### [DIRECTIONS]
Return every line of the records below unchanged, but omit the pictures.

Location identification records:
=======

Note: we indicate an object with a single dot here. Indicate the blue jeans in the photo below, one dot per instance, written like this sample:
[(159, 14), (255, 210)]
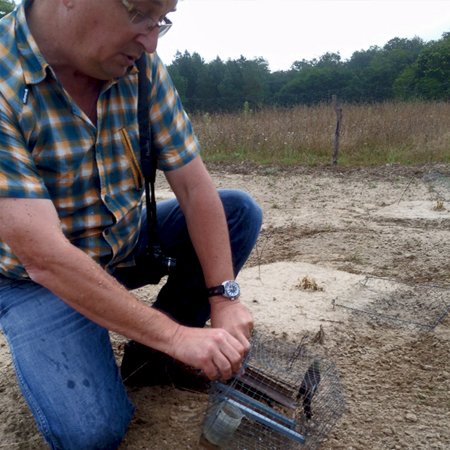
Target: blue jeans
[(64, 363)]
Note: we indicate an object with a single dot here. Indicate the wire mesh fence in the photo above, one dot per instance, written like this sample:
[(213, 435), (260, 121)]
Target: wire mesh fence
[(419, 307), (284, 398)]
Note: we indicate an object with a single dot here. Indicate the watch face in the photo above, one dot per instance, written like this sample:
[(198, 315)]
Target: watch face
[(232, 289)]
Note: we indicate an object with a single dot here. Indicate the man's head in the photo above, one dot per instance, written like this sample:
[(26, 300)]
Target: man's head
[(98, 38)]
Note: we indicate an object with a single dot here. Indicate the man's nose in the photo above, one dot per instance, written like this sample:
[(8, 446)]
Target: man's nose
[(149, 40)]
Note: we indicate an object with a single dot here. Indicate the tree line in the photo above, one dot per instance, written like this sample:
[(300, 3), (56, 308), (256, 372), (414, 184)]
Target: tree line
[(403, 69)]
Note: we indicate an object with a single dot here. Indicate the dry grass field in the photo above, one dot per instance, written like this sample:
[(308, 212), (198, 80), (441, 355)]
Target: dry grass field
[(387, 133)]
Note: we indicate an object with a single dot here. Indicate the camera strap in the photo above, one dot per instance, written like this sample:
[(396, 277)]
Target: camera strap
[(148, 158)]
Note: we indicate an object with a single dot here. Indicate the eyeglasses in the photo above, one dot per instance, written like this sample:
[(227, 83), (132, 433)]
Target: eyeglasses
[(144, 21)]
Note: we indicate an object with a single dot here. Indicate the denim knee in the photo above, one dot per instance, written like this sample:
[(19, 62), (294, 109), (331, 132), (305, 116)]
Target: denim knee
[(104, 434)]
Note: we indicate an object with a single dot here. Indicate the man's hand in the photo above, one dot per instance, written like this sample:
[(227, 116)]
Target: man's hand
[(234, 317), (215, 351)]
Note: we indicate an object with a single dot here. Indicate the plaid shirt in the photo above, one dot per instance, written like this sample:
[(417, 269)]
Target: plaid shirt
[(49, 149)]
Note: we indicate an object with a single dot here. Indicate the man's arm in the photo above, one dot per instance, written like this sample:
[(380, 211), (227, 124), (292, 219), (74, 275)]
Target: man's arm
[(31, 228), (208, 230)]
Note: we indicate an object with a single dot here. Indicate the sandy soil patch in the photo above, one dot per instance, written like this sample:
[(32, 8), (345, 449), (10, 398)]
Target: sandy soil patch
[(343, 229)]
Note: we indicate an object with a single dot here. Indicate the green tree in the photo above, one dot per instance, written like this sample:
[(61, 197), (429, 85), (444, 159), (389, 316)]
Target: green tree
[(6, 6), (429, 76)]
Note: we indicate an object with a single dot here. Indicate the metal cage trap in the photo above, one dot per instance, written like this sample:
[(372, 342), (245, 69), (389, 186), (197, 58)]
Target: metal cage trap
[(284, 398)]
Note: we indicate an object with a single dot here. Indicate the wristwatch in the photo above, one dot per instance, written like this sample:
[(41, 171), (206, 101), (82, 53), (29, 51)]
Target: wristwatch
[(229, 289)]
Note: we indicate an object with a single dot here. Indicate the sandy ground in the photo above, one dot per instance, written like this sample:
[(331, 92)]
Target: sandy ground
[(375, 243)]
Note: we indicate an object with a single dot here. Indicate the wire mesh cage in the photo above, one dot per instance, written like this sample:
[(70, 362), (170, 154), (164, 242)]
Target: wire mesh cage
[(284, 398)]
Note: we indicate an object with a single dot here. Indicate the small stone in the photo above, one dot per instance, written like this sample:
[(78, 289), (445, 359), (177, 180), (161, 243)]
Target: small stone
[(411, 417)]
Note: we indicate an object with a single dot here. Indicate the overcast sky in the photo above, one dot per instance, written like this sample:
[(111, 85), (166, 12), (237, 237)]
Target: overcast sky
[(284, 31)]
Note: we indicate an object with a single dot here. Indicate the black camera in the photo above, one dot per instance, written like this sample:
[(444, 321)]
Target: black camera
[(156, 263), (150, 267)]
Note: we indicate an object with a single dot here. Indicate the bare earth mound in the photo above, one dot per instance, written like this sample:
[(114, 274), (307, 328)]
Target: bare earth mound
[(364, 254)]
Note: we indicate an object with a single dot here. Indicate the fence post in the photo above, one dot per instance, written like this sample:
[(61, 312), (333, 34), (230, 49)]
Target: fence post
[(338, 110)]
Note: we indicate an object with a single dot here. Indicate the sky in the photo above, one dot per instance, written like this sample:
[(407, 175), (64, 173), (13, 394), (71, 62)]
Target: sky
[(284, 31)]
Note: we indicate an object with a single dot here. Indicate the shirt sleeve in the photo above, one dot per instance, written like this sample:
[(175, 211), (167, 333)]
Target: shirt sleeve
[(19, 177), (174, 137)]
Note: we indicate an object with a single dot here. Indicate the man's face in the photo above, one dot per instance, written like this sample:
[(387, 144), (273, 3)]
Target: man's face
[(105, 41)]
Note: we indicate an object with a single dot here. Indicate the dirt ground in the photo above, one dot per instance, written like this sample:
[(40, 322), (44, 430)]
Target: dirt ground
[(362, 236)]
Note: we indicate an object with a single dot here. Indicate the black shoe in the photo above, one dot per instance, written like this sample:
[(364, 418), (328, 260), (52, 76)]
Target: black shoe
[(144, 366)]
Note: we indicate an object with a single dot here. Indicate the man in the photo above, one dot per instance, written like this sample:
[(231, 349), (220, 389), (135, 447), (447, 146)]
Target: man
[(71, 215)]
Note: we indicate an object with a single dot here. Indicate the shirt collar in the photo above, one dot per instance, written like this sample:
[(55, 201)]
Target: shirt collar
[(34, 65)]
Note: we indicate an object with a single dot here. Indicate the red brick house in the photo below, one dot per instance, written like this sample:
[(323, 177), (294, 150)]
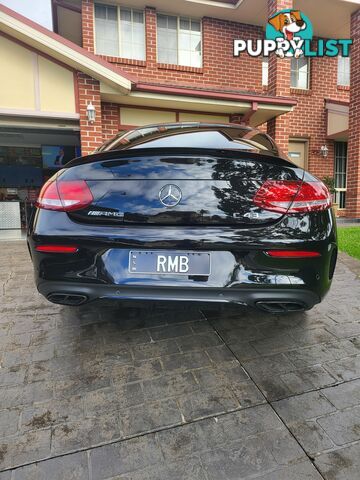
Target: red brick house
[(141, 62)]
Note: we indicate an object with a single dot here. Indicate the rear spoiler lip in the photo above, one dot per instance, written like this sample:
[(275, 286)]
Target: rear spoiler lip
[(268, 157)]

=======

### [SOLUTION TO THIS EXERCISE]
Note: we indicate an object with a single dot here. Indicate the blue jeans in the photo below, one dot per instance, written like this sample:
[(159, 14), (255, 210)]
Target: blue jeans
[(64, 363)]
Note: we indicate an object with a single dot here. Indicate the wire mesh fence in the photo above, one dot per instance, written like this sample:
[(213, 435), (260, 121)]
Target: wire mesh fence
[(419, 307), (284, 398)]
Note: we indicate an object with a single dot here. Indicate the watch face in the photo above, one dot per instance, written like this sample:
[(198, 315)]
Target: watch face
[(232, 289)]
Note: we indicate an object with a single dot here. Indicate the man's head in the photo above, one dot per instance, written like this sample:
[(26, 300)]
Target: man's head
[(98, 38)]
Note: we indicate an object with a single dot here. Indicate the man's nose in the photo above, one dot per instance, written like this sample:
[(8, 446)]
Target: man's nose
[(149, 40)]
Note: we indicate an object with a single dot here. Indicate the tree line in the photo above, one dot per instance, written like this sample:
[(300, 3), (56, 308), (256, 372), (414, 184)]
Target: tree line
[(403, 69)]
Note: we indicate an object with a single dot here. Indicate the dry grass field in the photo above, one dot per instance, written like this sample:
[(308, 212), (198, 80), (441, 355)]
Target: dry grass field
[(387, 133)]
Note: we indicate an object with a single dot here. Indicate the camera strap in the photo above, one dot per instance, written like this sample:
[(396, 277)]
Target: camera strap
[(148, 158)]
Note: we indicate an object with a single dot here. Indicate the eyeglasses in the photo above, one dot per instance, written like this sample:
[(227, 83), (132, 433)]
Target: eyeglasses
[(144, 21)]
Note: we indicate an object with a single dot here. Indicate the denim knee in the photo above, one dot per instance, written like this sample:
[(19, 62), (294, 109), (331, 132), (305, 116)]
Target: denim knee
[(104, 434)]
Note: we indicate an object with a single dot here. Indicate the man's hand in the photo above, one dot per instance, written like this sample:
[(227, 116)]
Target: man's hand
[(234, 317), (215, 351)]
Note: we indicate an object with a single dot here. Indicate the plaid shirt in the photo above, one dot per instance, written like this sample:
[(417, 269)]
Target: plaid shirt
[(49, 149)]
Note: we indicate an object with a single dot here. Indicate the man's arm in the photo above, one dot per instance, written like this sample:
[(380, 211), (227, 124), (292, 219), (74, 275)]
Target: man's arm
[(31, 228), (208, 230)]
Note: we indicate an object with a single dot here. Indicate the sandy soil patch in the photo above, one dot per instance, written like this sample:
[(32, 8), (345, 449), (10, 398)]
Target: sandy soil patch
[(343, 229)]
Note: we indicate an object with a single dot here. Indicate the green tree in the photo above, one dot per instance, written like this sample:
[(61, 197), (429, 85), (444, 159), (389, 316)]
Target: green tree
[(6, 6), (429, 76)]
Note: we indicate an object with a single dot here. Indicate the metal cage trap in the photo above, one dot per instance, written like this sample:
[(372, 342), (245, 69), (389, 186), (197, 58)]
Target: metal cage trap
[(284, 398)]
Note: we indicate an object with a single dot here. Indicate the wristwatch in the photo above, one dot per instance, written like this sample:
[(41, 171), (206, 101), (82, 53), (29, 51)]
Target: wristwatch
[(229, 289)]
Note: we indicate an object with a single dot here. Indicate the sandy ground in the photo above, one dot per instance, written like this sample:
[(331, 92)]
Target: sandy ground
[(375, 243)]
Note: we indicate an object with a single dot here. Indicate the wire mesh cage in the photo above, one dot per instance, written like this sample:
[(70, 362), (170, 154), (164, 242)]
Target: wire mesh cage
[(284, 398)]
Note: we indicate an object with a single dot here. Indicate the small stone in the photo above, one dot per instance, written like this sample:
[(78, 289), (445, 359), (177, 180), (161, 243)]
Target: small stone
[(411, 417)]
Note: we indicate an object with a single dot here. Indicate the overcast sky in the photo above, one dot per instance, written like this sample:
[(111, 85), (166, 12), (237, 237)]
Target: overcast sky
[(284, 31)]
Note: we indicate an object with a single dot here. Indicate the black camera in the photo above, one dot per instance, written like this sample:
[(444, 321)]
Target: black camera
[(156, 263), (150, 267)]
Note: we indicate an object with a single dot here. Indicate the bare earth mound in the photo above, one dot per instance, written like this sample:
[(114, 274), (307, 328)]
Target: bare earth mound
[(364, 254)]
Note: we indicate an object with a single dot here. Indicate the fence post in the photo above, one dot per instance, written like this sample:
[(61, 312), (333, 34), (230, 49)]
Target: fence post
[(338, 110)]
Note: we indicate an object with a single dot here. Indicate the sky in the photo above, one dot per instance, written like this sample:
[(407, 175), (64, 173), (13, 394), (71, 62)]
Target: sky
[(284, 31)]
Note: we indicate an object with a single dot here. Indicate the shirt sleeve in the photo above, one dot per instance, written like this sample:
[(175, 211), (167, 333)]
Target: shirt sleeve
[(19, 177), (174, 137)]
Note: we indicate an object with a single dot here. Indicate the man's face in the photo above, one dot per instance, written like this sample:
[(387, 144), (273, 3)]
Target: man's face
[(105, 41)]
Note: we indicate an object with a single dot here. Indicate the dirt ground in the photo above, one dot per instance, written like this sample:
[(40, 322), (44, 430)]
Target: dirt ground
[(362, 236)]
Note: we indicate an object with a single dot here. Indicate the black shoe in the photo above, one dot per instance, written like this sample:
[(364, 418), (328, 260), (52, 76)]
Target: black shoe
[(144, 366)]
Note: we indicate an object with a single dot here. Indicate the man in the photo above, one dot per instance, written like this sample:
[(231, 349), (220, 389), (135, 447), (447, 146)]
Target: man
[(71, 215)]
Note: we indicate an object with a single dot here. Indicate the shirt collar in the photo above, one dot per instance, written like this sample:
[(55, 201)]
Target: shirt collar
[(34, 65)]
Note: we indicate an object with a single dot here. Indicate the red brick house in the photo below, one dot per instance, written like this sample:
[(323, 177), (294, 150)]
Target: red brick house
[(141, 62)]
Note: we indicate an object with a single dot here. Indicate the rear spoiler lip in the photo above, one dot per instance, written like this sample:
[(275, 286)]
Target: rear spoiler lip
[(268, 157)]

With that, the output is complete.